Task description :: Count the lines below with the string "handle" in them. Only the number should be given.

Natural language region descriptions:
┄┄┄┄┄┄┄┄┄┄┄┄┄┄┄┄┄┄┄┄

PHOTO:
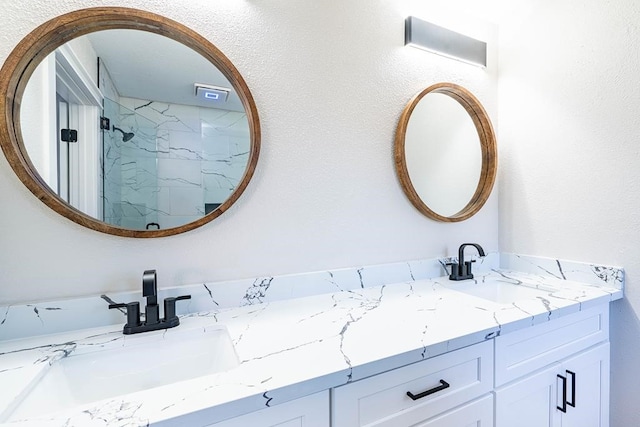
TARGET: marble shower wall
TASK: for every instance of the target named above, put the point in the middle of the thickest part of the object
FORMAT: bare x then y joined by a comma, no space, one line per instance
183,158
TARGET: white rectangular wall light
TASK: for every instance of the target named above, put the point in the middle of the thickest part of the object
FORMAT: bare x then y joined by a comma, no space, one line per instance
436,39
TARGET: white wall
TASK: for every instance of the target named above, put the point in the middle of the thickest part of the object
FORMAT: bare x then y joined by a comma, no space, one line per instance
330,80
570,153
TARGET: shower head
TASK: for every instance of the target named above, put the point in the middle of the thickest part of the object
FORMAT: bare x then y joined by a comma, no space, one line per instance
126,136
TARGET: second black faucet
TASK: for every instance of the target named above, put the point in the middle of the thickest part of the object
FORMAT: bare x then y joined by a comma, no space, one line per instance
462,269
152,321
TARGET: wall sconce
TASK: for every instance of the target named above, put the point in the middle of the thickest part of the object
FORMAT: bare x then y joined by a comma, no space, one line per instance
431,37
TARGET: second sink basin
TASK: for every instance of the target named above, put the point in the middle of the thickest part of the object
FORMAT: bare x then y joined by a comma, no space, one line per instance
132,364
499,292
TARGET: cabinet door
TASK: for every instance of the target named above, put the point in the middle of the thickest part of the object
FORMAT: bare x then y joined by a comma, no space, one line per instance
590,396
474,414
309,411
530,402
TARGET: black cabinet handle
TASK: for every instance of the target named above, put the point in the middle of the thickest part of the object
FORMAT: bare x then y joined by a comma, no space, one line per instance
573,389
442,386
563,408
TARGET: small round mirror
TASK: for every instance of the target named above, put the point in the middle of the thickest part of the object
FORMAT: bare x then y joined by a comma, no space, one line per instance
445,153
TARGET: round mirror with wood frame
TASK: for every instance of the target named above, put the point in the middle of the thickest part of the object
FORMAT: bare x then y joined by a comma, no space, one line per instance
488,154
45,39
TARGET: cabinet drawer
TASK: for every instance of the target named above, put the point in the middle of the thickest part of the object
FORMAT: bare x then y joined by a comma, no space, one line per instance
382,400
522,352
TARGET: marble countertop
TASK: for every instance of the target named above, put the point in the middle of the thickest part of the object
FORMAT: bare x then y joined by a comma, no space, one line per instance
291,348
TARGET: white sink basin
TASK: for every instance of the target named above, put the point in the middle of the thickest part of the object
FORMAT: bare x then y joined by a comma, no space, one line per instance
137,362
499,292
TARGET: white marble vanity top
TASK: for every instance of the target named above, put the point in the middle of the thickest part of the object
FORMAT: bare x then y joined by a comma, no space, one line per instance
295,347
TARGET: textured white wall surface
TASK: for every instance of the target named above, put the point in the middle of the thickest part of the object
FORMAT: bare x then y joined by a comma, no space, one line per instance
330,80
569,106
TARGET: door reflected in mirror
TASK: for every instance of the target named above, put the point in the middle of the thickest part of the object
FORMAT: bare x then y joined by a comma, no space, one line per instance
153,148
445,153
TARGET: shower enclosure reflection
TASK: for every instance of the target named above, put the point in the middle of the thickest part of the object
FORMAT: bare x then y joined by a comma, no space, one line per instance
172,165
129,178
162,156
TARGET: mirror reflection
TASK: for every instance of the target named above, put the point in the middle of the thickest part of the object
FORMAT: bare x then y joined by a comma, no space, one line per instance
135,129
443,155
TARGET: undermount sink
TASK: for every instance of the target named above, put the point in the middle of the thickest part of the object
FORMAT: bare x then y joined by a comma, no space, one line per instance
133,363
500,292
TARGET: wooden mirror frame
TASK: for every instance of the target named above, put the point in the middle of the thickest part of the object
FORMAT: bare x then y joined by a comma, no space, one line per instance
27,55
488,148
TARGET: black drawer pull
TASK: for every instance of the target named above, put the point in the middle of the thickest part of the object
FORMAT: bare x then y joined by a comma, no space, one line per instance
563,408
573,389
442,386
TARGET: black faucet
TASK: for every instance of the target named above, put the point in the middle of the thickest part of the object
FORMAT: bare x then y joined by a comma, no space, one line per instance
152,321
462,269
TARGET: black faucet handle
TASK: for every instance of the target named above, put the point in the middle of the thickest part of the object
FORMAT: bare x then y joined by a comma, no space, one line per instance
170,307
133,312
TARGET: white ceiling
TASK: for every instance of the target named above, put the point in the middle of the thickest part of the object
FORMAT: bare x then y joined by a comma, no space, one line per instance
153,67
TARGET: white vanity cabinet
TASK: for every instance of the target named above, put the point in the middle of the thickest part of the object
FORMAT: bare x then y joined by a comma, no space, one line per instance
308,411
449,390
555,374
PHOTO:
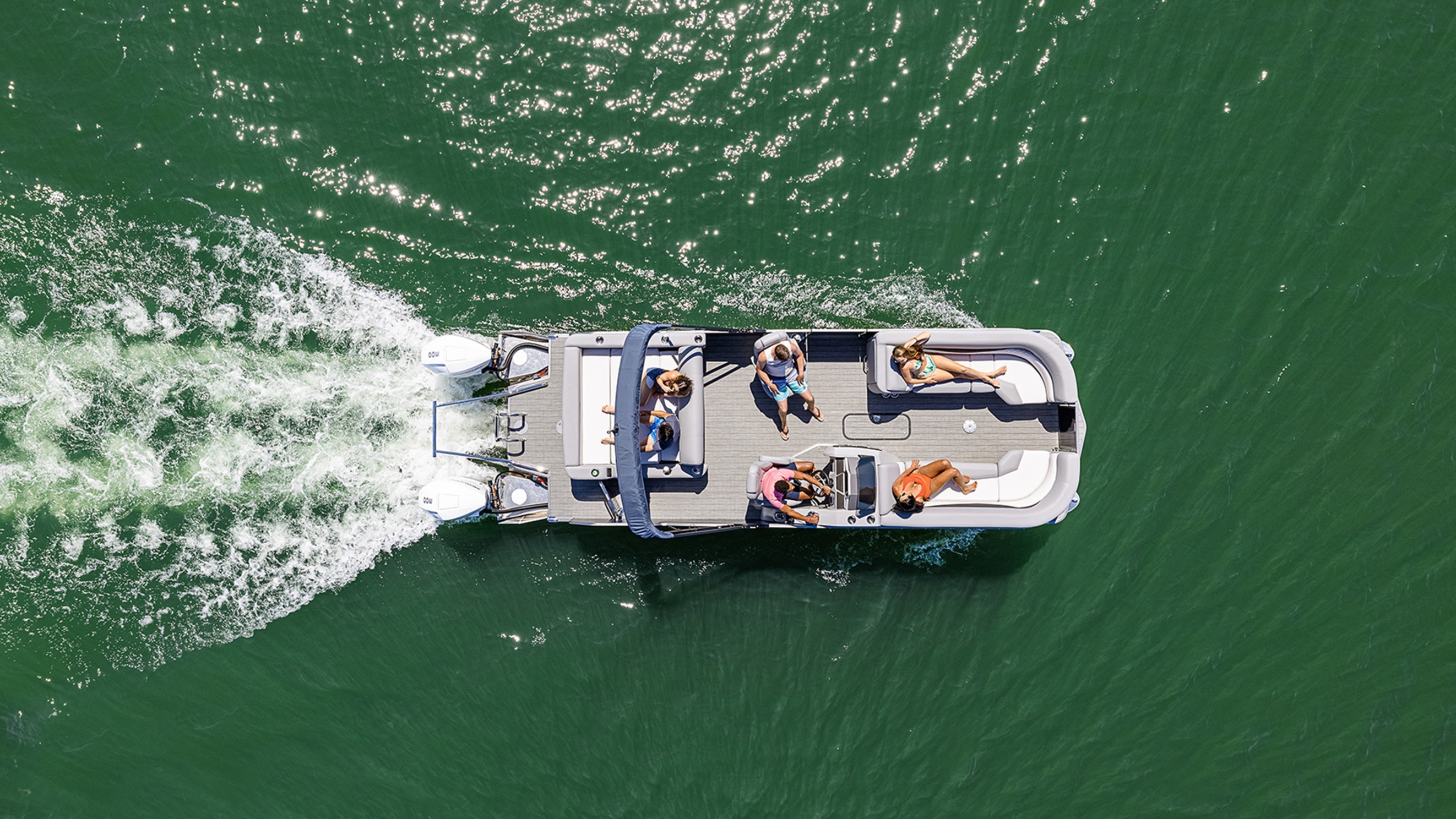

┄┄┄┄┄┄┄┄┄┄┄┄┄┄┄┄┄┄┄┄

Solution to this problem :: 2